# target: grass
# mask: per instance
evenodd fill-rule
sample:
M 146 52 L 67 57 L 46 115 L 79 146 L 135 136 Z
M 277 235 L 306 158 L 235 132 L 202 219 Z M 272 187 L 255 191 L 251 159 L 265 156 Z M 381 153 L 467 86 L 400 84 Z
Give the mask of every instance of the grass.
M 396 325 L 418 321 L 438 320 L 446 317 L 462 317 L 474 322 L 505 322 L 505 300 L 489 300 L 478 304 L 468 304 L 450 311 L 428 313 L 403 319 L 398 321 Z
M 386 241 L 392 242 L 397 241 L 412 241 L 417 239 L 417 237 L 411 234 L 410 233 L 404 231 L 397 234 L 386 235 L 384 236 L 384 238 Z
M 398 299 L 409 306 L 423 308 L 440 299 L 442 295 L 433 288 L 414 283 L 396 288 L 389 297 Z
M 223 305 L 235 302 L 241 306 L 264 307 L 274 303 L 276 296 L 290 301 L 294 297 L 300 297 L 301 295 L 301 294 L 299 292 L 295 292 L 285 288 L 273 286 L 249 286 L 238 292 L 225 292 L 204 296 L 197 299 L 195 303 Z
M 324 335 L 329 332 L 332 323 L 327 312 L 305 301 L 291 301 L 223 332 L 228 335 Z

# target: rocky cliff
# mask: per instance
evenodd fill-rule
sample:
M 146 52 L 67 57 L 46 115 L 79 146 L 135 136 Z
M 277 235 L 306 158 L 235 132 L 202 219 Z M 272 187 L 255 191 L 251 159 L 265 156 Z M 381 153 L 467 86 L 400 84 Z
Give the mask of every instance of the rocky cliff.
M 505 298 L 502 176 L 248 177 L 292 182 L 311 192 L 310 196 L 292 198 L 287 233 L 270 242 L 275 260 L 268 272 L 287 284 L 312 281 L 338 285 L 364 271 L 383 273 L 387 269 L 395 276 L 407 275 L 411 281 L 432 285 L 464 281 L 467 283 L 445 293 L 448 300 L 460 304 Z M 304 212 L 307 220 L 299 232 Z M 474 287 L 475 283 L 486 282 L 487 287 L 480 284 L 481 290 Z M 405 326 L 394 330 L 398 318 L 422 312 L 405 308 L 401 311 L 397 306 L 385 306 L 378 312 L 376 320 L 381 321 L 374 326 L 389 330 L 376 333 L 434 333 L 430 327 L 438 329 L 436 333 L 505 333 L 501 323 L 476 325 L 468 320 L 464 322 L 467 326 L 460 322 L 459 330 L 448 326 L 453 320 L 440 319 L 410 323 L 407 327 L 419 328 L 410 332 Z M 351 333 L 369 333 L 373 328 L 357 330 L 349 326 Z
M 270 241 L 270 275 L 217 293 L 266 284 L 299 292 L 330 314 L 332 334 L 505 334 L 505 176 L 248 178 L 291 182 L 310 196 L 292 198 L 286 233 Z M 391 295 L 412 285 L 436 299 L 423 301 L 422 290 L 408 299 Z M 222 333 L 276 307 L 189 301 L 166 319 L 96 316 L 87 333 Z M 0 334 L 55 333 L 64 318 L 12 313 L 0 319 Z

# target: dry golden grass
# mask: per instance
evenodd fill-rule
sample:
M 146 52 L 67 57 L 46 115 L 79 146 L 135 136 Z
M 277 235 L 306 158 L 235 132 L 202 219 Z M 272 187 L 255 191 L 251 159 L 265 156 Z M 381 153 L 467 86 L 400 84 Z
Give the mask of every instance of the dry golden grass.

• TASK
Reproduce the entire listing above verbatim, line for line, with no changes.

• ANSWER TO THIS PROBLEM
# target: grass
# mask: per instance
evenodd fill-rule
sample:
M 146 52 L 67 57 L 46 115 L 79 146 L 135 136 Z
M 277 235 L 306 158 L 235 132 L 202 219 Z M 272 187 L 255 191 L 251 159 L 265 156 Z M 381 153 L 467 86 L 400 84 Z
Give the mask of every instance of the grass.
M 396 325 L 418 321 L 438 320 L 446 317 L 462 317 L 474 322 L 505 322 L 505 300 L 489 300 L 478 304 L 468 304 L 450 311 L 428 313 L 403 319 L 398 321 Z
M 386 241 L 392 242 L 397 241 L 412 241 L 417 239 L 417 237 L 411 234 L 410 233 L 404 231 L 397 234 L 386 235 L 384 236 L 384 238 Z
M 398 299 L 409 306 L 423 308 L 440 299 L 442 295 L 433 288 L 414 283 L 396 288 L 389 297 Z
M 223 305 L 235 302 L 241 306 L 264 307 L 274 303 L 276 296 L 290 301 L 294 297 L 300 297 L 301 295 L 301 294 L 299 292 L 295 292 L 285 288 L 273 286 L 249 286 L 238 292 L 225 292 L 204 296 L 197 299 L 195 303 Z
M 324 335 L 329 332 L 332 323 L 327 312 L 305 301 L 291 301 L 223 332 L 228 335 Z

# target: rocky cliff
# mask: per instance
evenodd fill-rule
sample:
M 146 52 L 67 57 L 46 115 L 79 146 L 135 136 Z
M 277 235 L 306 158 L 235 132 L 202 219 Z M 272 187 L 255 191 L 251 159 L 265 156 Z M 381 153 L 467 86 L 400 84 Z
Give the mask of every instance of the rocky cliff.
M 505 298 L 502 176 L 248 177 L 292 182 L 311 192 L 310 196 L 292 198 L 287 233 L 270 242 L 275 260 L 268 272 L 287 284 L 312 281 L 338 285 L 364 271 L 383 273 L 387 269 L 395 276 L 407 275 L 411 281 L 432 285 L 464 281 L 467 283 L 445 293 L 448 300 L 460 304 Z M 304 212 L 307 220 L 299 232 Z M 474 287 L 475 283 L 486 282 L 487 287 L 480 284 L 481 290 Z M 405 326 L 394 330 L 398 318 L 422 312 L 405 308 L 401 311 L 397 306 L 385 306 L 378 312 L 376 320 L 381 321 L 374 326 L 389 330 L 376 333 L 434 333 L 430 327 L 438 329 L 436 333 L 505 333 L 501 323 L 476 325 L 468 320 L 464 322 L 467 326 L 460 322 L 459 330 L 448 326 L 453 320 L 440 319 L 410 323 L 407 327 L 419 328 L 410 332 Z M 351 333 L 369 333 L 373 328 L 357 330 L 349 326 Z
M 270 241 L 270 275 L 217 293 L 266 284 L 299 292 L 330 314 L 332 334 L 505 334 L 505 176 L 248 178 L 291 182 L 310 196 L 292 198 L 286 233 Z M 391 295 L 412 285 L 436 299 L 423 301 L 422 290 L 408 299 Z M 222 333 L 276 307 L 189 301 L 166 319 L 96 316 L 87 333 Z M 0 334 L 55 333 L 64 318 L 12 313 L 0 319 Z

# target: dry golden grass
# mask: per instance
evenodd fill-rule
sample:
M 146 52 L 67 57 L 46 115 L 79 146 L 135 136 Z
M 277 235 L 306 158 L 235 132 L 202 219 Z M 272 187 L 255 191 L 251 159 L 265 156 Z M 381 153 L 467 86 L 400 84 Z
Give the mask of every instance of the dry golden grass.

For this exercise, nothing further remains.